#### [Written request]
The lines to be set down run from the line containing "Practice. Put a pin on the red batik" through the final line of the data below; print them exactly and print nothing else.
· · · · · · ·
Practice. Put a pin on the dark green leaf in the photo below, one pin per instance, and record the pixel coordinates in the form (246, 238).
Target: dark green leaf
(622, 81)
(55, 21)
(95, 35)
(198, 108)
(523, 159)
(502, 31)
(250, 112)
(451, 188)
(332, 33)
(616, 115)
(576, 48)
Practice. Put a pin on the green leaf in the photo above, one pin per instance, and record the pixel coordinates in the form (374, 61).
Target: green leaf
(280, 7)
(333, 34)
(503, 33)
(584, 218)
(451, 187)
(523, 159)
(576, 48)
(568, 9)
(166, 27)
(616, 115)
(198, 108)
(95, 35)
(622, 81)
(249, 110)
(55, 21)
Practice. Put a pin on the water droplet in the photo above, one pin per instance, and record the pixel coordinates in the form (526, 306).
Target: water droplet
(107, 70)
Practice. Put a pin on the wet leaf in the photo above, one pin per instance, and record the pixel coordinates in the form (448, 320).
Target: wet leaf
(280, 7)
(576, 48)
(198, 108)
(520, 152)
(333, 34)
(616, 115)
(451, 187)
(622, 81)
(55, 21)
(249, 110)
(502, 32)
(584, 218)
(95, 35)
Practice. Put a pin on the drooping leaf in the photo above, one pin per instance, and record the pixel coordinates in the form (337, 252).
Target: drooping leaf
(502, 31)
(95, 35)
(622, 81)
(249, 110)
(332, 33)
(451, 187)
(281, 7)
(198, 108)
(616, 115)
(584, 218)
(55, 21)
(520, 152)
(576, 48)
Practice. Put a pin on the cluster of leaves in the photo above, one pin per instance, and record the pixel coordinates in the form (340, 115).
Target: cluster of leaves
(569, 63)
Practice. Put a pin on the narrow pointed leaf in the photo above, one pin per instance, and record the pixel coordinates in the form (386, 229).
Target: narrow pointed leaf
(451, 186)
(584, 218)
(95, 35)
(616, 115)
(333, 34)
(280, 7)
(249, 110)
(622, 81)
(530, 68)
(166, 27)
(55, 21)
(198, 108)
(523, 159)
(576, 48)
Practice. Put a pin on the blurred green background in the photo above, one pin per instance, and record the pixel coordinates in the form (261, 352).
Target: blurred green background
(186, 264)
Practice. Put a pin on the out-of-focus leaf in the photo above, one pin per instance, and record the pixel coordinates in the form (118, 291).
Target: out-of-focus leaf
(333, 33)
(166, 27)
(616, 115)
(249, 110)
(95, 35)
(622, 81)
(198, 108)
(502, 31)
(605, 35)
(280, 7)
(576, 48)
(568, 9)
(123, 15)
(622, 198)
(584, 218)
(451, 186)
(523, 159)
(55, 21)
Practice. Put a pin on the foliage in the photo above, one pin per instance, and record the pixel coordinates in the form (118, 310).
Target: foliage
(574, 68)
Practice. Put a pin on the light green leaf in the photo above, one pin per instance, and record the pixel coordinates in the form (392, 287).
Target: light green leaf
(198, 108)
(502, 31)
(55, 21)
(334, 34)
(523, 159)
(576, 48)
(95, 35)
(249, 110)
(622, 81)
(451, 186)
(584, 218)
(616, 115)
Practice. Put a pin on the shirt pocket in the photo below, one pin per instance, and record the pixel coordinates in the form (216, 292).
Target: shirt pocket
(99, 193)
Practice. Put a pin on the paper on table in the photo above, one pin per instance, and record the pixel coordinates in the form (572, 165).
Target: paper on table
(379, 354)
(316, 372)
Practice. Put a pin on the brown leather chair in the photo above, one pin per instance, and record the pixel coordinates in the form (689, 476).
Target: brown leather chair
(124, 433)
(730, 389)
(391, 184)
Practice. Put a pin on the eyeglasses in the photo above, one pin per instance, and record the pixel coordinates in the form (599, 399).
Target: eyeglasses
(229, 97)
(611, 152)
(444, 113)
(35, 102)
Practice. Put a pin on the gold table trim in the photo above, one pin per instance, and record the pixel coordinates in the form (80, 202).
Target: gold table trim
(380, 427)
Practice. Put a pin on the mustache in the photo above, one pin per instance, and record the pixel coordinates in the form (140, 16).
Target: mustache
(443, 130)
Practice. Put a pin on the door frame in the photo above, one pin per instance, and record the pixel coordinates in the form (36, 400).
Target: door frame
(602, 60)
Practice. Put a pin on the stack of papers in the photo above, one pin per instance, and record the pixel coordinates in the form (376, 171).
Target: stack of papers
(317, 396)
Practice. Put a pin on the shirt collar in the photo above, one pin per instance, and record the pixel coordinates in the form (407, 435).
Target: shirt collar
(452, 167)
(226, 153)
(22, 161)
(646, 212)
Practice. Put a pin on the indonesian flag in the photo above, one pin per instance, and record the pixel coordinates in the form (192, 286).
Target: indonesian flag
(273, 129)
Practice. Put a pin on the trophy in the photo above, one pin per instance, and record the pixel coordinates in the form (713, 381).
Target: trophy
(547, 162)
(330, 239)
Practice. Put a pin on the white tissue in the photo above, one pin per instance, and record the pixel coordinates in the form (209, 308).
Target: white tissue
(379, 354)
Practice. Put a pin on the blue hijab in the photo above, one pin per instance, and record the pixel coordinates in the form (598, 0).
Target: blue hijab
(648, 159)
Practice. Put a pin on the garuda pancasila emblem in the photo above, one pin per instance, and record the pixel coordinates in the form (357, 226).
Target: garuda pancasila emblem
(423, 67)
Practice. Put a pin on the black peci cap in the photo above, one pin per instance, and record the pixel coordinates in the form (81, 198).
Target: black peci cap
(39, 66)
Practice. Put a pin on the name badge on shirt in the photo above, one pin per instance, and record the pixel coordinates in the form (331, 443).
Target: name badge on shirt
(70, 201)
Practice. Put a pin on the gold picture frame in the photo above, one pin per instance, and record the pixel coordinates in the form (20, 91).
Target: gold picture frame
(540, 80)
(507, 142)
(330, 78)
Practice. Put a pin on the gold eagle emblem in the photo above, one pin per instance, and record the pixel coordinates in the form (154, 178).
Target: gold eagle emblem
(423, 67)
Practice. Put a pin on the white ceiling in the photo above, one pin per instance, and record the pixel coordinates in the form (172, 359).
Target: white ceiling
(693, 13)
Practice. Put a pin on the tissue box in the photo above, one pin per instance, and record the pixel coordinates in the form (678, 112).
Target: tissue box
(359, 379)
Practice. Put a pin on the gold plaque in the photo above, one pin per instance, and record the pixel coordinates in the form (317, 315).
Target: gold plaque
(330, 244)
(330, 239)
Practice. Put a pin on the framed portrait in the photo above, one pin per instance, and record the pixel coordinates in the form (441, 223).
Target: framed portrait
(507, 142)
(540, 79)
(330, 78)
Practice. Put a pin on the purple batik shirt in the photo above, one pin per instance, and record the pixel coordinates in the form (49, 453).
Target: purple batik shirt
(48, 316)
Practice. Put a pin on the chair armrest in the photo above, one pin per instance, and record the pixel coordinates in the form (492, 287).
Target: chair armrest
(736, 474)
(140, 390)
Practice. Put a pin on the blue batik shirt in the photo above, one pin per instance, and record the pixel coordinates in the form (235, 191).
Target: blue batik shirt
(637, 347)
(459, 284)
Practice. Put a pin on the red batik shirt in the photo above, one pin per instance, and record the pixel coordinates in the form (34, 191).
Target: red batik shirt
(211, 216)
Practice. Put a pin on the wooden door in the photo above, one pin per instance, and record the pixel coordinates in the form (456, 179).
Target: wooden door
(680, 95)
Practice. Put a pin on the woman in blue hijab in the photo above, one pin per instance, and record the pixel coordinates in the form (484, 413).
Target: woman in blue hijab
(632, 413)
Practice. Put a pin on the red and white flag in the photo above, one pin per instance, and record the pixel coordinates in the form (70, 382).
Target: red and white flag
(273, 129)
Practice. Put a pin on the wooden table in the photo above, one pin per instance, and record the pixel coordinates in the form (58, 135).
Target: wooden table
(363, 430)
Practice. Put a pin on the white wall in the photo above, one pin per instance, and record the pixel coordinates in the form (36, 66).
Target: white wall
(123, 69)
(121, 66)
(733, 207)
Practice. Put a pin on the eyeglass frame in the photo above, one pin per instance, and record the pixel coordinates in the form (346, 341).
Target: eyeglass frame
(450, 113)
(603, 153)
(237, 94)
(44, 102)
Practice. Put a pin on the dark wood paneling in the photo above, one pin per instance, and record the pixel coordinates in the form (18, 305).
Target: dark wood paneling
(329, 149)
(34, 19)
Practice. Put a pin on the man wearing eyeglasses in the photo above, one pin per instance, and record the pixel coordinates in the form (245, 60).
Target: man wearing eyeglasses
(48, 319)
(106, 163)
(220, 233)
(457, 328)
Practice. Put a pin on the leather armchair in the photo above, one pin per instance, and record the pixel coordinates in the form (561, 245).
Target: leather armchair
· · · · · · ·
#### [Problem solution]
Practice. Put a pin on the red batik shirt in the photo above, one pin per instance, and record the pixel coordinates in the form (34, 191).
Target: red batik shirt
(211, 216)
Practice. Put a pin on the wooden door in the photo above, one pin per instance, and record the pixel coordinates in the form (456, 179).
Target: wooden door
(680, 95)
Practice. Put a pin on the woman in blue hijab in the photo above, one pin per instance, and record the pixel coordinates in the form (484, 413).
Target: woman in blue hijab
(632, 413)
Practice. Put a pin on the red and white flag in the photo above, one pin per instance, and record the pixel coordinates in the form (70, 382).
Target: red and white flag
(273, 129)
Practice. Put a pin on the wooden table in the photo above, one pin per instance, and record the pixel coordinates in the form (58, 135).
Target: wooden table
(363, 430)
Practice. Put a pin on the white wall in the photo above, one pin per instance, and record the pixel coordinates in the form (36, 66).
Target: white wall
(123, 69)
(121, 66)
(733, 207)
Practice. Put a pin on the eyeglass frame in the photo above, one pin per instance, and record the pixel coordinates in the form (346, 341).
Target: eyeglass frame
(450, 113)
(603, 153)
(237, 94)
(44, 102)
Practice. Put a pin on the dark wood paneling in the photo above, one pin per instance, and record the pixel coordinates in the form (18, 305).
Target: dark wood paneling
(329, 149)
(34, 19)
Practice. Put a pin on the man wearing eyeglasses in the photo above, one pin per instance, and record the pixel coordinates in the form (245, 60).
Target: man wearing eyeglasses
(48, 319)
(106, 163)
(220, 233)
(457, 328)
Practice. Put a pin on the leather armchair in the photo above, one pin per instance, and record the pixel coordinates in the form (561, 245).
Target: leather armchair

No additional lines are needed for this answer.